— begin MATERIALS PROVIDED —
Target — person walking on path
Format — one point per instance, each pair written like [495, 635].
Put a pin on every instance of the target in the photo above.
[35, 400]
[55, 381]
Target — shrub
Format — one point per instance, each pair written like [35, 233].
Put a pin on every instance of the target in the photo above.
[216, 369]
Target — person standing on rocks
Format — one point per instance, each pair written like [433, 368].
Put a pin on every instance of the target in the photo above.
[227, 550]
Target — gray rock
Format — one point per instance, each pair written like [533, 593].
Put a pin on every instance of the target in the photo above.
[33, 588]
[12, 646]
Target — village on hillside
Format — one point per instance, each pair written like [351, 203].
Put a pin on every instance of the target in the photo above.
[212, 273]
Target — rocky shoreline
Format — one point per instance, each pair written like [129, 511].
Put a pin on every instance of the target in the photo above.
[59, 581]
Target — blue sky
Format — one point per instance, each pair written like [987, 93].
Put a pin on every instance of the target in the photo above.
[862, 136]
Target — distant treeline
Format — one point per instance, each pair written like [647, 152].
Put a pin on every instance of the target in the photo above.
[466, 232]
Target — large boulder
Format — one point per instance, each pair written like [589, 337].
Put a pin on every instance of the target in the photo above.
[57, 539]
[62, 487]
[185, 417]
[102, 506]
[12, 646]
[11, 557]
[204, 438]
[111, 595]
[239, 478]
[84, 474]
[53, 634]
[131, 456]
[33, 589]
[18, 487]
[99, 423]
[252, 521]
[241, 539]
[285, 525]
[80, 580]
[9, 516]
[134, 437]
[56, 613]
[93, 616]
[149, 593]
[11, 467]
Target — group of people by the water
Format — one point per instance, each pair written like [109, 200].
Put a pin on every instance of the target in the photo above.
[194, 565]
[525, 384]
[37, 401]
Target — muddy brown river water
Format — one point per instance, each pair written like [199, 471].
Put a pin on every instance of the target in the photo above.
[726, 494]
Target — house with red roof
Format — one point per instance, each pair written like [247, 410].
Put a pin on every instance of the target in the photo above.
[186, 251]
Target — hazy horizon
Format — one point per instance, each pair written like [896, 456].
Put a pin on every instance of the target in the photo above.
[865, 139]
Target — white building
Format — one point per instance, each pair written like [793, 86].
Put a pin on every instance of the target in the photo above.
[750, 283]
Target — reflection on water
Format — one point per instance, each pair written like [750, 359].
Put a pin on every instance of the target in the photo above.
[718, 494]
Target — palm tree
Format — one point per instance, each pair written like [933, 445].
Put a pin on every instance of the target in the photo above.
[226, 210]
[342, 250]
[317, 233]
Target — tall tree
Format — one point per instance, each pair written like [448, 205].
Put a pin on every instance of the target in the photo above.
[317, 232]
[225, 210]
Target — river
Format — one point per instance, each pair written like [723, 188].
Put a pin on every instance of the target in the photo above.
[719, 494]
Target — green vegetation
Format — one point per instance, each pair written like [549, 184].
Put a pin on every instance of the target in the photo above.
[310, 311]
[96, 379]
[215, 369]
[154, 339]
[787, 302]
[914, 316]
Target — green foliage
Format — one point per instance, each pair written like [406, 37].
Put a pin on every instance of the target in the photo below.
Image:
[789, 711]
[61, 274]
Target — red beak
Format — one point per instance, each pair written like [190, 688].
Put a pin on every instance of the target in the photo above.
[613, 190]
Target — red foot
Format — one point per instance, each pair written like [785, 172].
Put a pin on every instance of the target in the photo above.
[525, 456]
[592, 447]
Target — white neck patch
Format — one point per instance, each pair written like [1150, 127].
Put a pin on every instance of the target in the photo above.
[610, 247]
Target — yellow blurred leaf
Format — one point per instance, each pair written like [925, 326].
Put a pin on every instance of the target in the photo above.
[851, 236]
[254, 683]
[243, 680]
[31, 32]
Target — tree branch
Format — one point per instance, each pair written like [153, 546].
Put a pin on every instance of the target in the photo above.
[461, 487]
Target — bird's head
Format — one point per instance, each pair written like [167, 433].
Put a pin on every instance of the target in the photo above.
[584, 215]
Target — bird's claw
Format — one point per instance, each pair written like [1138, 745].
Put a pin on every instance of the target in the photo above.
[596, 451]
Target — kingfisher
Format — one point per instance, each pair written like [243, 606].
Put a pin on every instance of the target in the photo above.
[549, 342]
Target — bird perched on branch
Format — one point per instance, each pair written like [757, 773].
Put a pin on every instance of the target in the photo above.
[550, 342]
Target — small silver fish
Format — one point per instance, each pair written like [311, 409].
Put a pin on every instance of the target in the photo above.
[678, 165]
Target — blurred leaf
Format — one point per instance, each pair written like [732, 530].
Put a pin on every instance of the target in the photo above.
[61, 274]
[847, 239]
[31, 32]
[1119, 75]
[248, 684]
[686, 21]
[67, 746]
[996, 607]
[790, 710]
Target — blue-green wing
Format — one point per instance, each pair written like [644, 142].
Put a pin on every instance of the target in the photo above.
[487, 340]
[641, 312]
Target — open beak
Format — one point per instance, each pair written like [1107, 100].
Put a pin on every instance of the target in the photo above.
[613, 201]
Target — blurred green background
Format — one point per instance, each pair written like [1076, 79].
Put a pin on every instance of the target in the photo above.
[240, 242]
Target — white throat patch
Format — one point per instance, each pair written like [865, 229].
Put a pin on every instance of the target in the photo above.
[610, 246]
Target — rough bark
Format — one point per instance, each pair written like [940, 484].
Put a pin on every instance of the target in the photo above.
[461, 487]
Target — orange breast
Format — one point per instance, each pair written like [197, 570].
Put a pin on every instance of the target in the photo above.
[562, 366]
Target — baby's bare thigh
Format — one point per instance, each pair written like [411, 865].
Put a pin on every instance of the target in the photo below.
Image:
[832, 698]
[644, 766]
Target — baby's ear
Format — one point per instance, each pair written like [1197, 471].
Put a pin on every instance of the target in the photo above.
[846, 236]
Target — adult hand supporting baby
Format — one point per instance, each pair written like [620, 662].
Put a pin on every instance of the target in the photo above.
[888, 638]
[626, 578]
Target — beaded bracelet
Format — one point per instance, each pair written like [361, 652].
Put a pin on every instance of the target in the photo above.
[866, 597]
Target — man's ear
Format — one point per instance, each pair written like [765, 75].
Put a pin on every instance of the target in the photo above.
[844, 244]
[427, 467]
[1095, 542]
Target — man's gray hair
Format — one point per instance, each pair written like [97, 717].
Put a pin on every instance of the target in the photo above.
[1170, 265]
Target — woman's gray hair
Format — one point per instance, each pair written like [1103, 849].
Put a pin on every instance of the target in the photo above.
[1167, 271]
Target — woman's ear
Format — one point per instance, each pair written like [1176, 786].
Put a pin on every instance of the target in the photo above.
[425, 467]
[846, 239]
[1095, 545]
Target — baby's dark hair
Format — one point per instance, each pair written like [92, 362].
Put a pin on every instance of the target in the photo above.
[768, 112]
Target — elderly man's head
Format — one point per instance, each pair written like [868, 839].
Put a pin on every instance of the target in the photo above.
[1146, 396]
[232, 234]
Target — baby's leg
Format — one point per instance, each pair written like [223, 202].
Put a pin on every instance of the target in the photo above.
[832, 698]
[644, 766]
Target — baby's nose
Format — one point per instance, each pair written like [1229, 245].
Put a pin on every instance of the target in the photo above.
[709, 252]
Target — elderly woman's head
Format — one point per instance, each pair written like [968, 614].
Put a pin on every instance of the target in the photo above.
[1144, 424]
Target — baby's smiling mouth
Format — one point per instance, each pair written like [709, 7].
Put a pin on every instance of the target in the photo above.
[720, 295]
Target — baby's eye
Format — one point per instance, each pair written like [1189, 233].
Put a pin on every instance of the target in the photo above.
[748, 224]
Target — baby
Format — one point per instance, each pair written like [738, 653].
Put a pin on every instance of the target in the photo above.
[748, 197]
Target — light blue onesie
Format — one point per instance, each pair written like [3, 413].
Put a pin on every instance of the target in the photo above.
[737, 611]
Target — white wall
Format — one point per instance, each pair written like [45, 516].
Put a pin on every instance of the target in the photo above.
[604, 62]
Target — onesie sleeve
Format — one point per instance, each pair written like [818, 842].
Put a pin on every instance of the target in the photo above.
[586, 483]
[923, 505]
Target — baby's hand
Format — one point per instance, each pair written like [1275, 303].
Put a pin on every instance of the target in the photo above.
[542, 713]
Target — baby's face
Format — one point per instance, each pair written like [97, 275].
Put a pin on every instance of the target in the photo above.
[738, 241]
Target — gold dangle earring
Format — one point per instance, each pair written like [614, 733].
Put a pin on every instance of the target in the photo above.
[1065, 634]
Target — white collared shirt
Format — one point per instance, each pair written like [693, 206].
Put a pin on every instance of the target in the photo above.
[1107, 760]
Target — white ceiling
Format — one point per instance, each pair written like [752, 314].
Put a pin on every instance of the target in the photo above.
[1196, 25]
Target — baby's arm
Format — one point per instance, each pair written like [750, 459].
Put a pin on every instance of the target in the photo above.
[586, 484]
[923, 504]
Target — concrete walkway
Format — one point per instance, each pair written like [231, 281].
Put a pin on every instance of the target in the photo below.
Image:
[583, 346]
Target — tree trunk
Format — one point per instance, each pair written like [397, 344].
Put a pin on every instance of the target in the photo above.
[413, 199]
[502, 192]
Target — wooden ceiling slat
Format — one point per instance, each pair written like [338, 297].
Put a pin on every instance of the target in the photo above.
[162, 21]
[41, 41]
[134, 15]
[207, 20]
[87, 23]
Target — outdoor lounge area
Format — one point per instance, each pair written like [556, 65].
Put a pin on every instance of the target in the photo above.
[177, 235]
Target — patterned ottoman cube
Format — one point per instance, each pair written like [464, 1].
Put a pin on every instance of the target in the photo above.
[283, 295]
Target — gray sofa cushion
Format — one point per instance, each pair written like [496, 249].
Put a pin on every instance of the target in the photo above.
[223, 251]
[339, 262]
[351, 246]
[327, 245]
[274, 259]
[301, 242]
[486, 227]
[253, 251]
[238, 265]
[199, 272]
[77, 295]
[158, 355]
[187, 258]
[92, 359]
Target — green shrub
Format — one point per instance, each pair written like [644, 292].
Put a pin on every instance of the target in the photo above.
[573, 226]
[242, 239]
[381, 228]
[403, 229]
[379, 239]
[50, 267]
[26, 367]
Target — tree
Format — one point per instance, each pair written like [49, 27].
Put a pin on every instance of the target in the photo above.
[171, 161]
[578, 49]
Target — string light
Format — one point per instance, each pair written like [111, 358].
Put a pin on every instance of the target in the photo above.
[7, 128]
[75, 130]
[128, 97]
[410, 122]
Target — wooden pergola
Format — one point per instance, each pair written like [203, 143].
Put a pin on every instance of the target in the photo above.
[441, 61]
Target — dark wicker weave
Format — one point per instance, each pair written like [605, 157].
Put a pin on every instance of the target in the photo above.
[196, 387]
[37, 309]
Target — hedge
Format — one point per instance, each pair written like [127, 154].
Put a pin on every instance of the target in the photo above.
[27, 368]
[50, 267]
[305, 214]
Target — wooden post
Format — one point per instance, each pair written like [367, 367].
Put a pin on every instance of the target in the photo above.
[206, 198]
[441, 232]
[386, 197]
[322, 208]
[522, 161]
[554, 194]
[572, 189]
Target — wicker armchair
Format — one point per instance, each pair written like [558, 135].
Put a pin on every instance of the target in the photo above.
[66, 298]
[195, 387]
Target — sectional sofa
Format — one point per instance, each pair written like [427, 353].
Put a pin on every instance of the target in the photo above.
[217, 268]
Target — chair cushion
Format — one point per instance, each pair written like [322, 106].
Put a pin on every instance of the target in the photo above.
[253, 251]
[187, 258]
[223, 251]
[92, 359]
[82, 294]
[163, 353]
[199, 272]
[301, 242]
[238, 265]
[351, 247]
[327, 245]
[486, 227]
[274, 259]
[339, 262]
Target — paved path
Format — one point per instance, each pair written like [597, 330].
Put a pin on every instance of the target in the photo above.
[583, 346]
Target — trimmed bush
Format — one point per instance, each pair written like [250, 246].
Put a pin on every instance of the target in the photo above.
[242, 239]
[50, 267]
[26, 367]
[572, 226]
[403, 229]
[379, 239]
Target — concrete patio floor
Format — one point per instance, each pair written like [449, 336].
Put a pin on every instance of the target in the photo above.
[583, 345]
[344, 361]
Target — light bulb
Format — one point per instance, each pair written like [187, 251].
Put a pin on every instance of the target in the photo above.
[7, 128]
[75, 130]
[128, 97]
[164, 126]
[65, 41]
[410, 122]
— end MATERIALS PROVIDED —
**STATED TASK**.
Please format the records above as a two-column CSV with the columns record and answer, starting at the line that contains "Target — baby's ear" and ending at the line that contains "[1095, 542]". Give one row per record and put each field in quotes, with line breaks replaced by spaces.

**EXERCISE RESPONSE**.
record,answer
"Target — baby's ear Format — one point per instance, each pair written like [1197, 471]. Put a pin on every instance of the target in the photo above.","[846, 236]"
"Target — adult hand supporting baby Format — one point per instance, each pair written like [620, 662]. Put a pin on every instance of the target in the photo above.","[888, 638] [626, 578]"
"Target — beaded bracelet Format — one point per instance, each pair written like [361, 652]. Put a pin on every instance of the target in the photo above.","[866, 597]"
"Target — man's ear Format — one point per instance, each pair written like [765, 75]. Put a pin on every instance of the target in the photo above.","[844, 244] [427, 467] [1095, 542]"